▸ What the task asks
Report every line in the records below that contains the word "football", copying each such line in full.

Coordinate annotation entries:

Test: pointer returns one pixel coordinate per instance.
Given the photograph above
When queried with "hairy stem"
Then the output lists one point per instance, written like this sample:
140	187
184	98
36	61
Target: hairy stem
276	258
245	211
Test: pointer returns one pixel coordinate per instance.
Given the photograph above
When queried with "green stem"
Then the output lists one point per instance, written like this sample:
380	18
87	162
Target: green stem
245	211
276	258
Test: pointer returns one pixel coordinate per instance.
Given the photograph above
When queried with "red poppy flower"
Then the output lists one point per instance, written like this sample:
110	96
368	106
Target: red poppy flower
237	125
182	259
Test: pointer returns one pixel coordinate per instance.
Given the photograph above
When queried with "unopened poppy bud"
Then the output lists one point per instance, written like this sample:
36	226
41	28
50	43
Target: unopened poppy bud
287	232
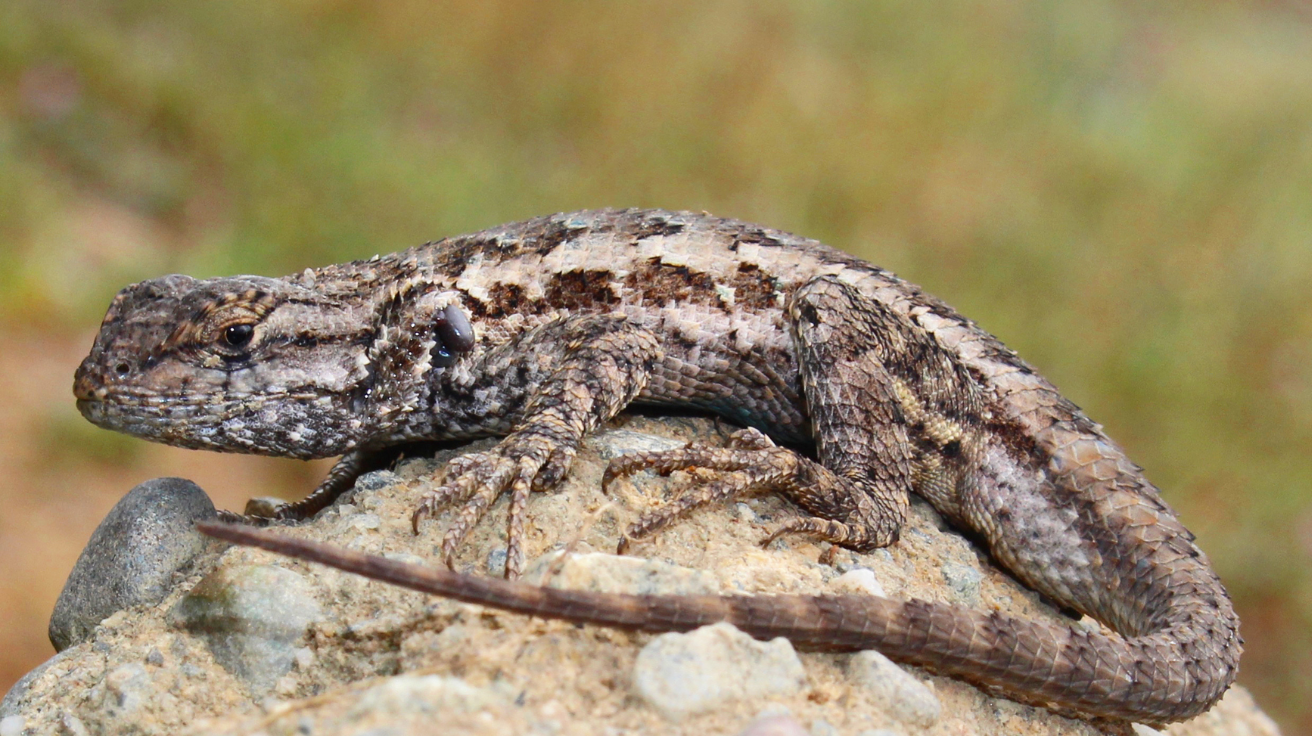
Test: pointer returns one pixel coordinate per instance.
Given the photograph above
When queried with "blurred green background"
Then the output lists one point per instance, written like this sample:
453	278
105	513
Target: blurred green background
1119	190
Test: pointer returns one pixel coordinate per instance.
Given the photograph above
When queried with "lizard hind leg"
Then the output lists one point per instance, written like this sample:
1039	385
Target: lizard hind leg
860	365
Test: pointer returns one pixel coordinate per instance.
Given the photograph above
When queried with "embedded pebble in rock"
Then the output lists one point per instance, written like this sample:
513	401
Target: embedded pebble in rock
133	556
619	573
377	479
123	692
774	726
264	507
861	581
252	618
964	581
898	693
682	674
12	726
617	442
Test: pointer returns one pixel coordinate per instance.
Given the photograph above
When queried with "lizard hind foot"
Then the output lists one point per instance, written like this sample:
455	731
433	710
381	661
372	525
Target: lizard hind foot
474	483
749	463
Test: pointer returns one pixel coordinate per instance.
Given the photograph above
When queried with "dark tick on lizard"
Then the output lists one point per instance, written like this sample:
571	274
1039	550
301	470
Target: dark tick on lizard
543	329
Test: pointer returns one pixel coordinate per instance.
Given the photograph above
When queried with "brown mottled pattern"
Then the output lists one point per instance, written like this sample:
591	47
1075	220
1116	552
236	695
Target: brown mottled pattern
577	315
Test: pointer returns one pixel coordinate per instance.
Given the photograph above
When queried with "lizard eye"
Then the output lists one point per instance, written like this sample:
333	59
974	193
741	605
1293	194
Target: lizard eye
238	335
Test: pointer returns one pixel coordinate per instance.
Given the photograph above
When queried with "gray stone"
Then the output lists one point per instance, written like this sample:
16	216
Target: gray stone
902	695
133	556
252	618
681	674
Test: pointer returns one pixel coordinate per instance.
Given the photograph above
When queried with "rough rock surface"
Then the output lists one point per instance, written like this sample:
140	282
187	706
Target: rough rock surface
364	657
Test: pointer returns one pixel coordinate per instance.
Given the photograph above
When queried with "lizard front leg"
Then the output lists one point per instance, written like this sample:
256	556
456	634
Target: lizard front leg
571	375
860	362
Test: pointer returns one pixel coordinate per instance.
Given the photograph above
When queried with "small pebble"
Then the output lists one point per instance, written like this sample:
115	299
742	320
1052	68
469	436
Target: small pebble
774	726
617	442
681	674
377	479
964	581
902	695
861	580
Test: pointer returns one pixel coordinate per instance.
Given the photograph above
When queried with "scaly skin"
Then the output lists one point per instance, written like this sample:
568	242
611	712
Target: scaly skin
576	316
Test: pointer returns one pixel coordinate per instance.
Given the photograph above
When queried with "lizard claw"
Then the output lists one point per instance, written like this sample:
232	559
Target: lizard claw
476	480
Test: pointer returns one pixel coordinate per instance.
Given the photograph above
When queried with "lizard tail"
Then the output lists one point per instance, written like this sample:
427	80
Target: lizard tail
1168	674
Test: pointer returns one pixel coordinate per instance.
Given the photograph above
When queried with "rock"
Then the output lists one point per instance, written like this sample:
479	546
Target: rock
253	643
682	674
964	581
425	695
133	556
774	726
860	581
9	705
619	573
252	619
622	441
894	689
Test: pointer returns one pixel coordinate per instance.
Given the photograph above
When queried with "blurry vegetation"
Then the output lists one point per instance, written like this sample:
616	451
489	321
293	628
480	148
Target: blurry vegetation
1122	192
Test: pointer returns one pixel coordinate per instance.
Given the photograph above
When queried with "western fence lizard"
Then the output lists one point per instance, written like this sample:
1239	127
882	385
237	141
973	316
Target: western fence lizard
541	331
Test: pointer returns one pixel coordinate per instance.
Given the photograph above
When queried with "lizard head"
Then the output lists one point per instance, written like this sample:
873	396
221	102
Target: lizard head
243	364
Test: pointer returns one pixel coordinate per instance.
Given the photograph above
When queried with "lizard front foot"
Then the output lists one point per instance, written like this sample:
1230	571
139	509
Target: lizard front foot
751	463
520	465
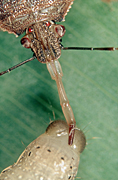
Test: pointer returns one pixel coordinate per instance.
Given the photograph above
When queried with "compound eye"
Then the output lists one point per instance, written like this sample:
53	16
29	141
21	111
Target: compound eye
25	42
48	23
30	29
60	30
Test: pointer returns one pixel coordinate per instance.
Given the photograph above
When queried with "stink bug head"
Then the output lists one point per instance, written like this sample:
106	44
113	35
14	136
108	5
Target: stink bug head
44	39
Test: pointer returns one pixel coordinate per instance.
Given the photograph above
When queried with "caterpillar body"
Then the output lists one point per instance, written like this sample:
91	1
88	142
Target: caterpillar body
49	157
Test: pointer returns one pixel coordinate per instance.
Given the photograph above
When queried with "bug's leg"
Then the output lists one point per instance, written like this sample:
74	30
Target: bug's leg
55	70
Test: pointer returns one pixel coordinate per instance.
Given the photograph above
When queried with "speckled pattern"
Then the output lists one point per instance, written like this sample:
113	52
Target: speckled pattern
17	15
49	157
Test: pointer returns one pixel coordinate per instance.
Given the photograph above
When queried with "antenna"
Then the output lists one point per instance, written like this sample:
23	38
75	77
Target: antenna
18	65
91	48
63	48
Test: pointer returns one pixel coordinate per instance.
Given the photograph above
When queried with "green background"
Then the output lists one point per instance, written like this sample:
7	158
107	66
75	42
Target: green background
28	95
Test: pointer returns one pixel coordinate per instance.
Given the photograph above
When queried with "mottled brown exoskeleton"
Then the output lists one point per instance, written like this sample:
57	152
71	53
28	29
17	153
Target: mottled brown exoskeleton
49	157
37	18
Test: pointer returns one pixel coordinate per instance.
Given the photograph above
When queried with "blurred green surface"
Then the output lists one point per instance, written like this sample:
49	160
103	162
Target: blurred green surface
28	96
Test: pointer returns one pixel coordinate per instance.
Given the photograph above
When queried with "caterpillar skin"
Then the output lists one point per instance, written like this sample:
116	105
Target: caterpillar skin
49	157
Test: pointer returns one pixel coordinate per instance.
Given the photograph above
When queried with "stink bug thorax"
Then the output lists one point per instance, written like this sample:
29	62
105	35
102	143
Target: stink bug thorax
26	42
60	30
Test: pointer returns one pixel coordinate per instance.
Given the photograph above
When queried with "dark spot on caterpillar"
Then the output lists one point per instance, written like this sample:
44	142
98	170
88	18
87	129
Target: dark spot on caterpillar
62	158
29	154
49	150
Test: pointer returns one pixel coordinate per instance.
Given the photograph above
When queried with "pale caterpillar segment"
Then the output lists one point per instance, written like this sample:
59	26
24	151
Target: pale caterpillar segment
49	157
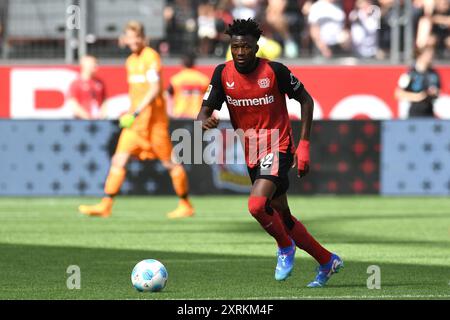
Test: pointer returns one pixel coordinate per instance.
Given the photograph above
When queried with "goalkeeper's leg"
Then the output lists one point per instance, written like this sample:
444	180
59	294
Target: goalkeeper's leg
114	181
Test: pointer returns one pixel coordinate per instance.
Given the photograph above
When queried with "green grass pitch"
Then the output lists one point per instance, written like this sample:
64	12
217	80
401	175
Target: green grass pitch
222	253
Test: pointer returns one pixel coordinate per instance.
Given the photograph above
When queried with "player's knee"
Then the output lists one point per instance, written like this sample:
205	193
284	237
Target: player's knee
258	206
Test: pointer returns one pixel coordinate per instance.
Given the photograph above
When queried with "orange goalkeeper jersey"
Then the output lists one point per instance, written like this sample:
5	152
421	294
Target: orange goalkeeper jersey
142	70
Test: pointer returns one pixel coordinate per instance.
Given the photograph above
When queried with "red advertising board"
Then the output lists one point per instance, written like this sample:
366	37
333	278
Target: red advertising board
340	92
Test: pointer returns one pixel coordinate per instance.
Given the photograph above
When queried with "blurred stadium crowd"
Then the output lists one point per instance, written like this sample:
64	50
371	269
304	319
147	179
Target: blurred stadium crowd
327	28
292	28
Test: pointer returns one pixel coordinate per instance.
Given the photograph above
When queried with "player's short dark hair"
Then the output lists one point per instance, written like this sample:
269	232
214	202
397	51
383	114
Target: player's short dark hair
419	51
241	27
189	60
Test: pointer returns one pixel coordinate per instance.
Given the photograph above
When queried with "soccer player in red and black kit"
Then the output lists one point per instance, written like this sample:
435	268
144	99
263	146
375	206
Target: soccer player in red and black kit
254	90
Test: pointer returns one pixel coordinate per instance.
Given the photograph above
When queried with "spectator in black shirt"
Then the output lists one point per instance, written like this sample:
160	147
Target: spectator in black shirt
420	85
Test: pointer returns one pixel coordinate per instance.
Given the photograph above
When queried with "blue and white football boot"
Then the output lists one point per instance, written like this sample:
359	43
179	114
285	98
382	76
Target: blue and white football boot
325	271
285	262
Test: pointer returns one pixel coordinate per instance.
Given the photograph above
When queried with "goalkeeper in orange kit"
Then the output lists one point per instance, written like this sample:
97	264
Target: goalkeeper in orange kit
145	133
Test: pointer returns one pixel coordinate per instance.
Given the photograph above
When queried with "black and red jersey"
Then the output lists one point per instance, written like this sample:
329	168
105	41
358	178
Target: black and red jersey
256	100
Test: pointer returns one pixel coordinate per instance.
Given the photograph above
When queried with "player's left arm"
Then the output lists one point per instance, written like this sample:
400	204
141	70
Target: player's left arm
301	157
290	85
153	78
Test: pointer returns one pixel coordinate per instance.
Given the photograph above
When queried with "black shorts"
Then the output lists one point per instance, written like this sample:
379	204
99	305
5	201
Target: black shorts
275	169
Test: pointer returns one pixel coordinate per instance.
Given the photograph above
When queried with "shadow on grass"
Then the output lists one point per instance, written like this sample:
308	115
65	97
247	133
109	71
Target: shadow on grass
39	272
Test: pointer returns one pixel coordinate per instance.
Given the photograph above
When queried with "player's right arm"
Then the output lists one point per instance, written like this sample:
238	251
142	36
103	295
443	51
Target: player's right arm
289	84
212	100
74	105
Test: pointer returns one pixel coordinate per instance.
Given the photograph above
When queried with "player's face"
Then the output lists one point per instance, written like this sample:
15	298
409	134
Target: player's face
134	41
243	50
427	56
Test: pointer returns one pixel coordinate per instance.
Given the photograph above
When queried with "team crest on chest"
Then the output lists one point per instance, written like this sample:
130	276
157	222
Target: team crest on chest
264	83
230	85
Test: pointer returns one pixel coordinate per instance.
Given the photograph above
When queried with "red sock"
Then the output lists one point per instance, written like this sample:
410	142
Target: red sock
304	240
270	222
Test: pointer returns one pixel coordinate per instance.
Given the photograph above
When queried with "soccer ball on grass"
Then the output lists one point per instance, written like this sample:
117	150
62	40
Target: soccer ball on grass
149	275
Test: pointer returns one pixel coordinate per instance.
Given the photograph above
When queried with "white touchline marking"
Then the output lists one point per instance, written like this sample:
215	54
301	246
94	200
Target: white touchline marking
321	297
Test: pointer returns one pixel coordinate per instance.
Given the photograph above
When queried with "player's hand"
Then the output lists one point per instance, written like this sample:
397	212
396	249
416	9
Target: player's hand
301	158
210	123
126	120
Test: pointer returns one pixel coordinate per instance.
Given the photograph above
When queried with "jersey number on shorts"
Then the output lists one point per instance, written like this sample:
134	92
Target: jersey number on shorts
267	161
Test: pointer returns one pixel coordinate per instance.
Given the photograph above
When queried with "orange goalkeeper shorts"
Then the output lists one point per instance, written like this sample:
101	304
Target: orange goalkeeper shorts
146	145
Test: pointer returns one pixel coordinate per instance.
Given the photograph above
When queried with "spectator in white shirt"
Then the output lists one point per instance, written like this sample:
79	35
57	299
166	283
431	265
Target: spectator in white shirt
365	22
327	28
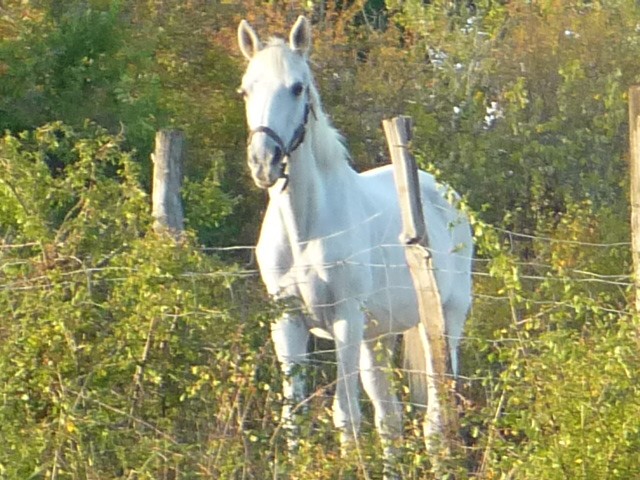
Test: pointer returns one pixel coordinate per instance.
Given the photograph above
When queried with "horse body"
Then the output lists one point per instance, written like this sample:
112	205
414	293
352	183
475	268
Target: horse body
330	239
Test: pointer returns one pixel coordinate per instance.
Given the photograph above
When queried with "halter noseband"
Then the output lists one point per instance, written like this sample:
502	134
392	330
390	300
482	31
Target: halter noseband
296	140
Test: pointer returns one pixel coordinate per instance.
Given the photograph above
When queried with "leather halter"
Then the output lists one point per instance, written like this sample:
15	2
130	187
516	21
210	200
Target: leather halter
297	139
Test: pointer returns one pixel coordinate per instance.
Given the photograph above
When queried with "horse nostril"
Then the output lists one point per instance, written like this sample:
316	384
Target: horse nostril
277	156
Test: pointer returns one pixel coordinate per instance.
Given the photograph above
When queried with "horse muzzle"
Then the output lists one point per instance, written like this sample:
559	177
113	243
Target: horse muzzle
266	163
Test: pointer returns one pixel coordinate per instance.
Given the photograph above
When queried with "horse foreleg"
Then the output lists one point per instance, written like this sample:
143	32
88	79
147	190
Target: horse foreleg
290	336
347	333
375	362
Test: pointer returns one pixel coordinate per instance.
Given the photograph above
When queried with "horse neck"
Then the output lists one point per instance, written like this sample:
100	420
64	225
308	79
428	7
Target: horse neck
315	168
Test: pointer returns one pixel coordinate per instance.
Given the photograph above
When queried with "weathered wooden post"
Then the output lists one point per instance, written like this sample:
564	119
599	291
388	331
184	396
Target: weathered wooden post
634	173
168	214
432	325
167	182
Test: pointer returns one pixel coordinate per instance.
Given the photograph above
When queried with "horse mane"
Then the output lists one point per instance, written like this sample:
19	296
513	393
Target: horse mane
328	144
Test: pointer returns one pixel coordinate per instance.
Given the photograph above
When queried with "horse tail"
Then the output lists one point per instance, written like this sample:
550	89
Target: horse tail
414	363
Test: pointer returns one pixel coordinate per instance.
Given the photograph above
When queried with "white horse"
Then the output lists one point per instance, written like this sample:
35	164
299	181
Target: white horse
330	239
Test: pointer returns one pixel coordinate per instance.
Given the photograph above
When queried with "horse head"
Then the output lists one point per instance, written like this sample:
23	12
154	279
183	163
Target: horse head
276	89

▸ Solution
When queried with "blue and white football boot"
Target: blue and white football boot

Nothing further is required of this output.